[Records for processing]
══════════════════════════════

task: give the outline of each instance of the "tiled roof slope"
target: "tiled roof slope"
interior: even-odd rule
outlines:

══════════════════════════════

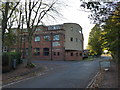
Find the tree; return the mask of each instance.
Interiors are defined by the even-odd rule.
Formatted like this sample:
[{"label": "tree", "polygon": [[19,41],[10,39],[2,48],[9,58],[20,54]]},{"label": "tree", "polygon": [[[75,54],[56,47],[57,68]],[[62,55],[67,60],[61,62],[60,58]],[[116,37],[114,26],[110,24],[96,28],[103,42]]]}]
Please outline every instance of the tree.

══════════════════════════════

[Task details] Which rows above contain the string "rule"? Copy every such row in full, treating uppercase and lowercase as different.

[Expected output]
interior: even-odd rule
Interiors are defined by the even-odd rule.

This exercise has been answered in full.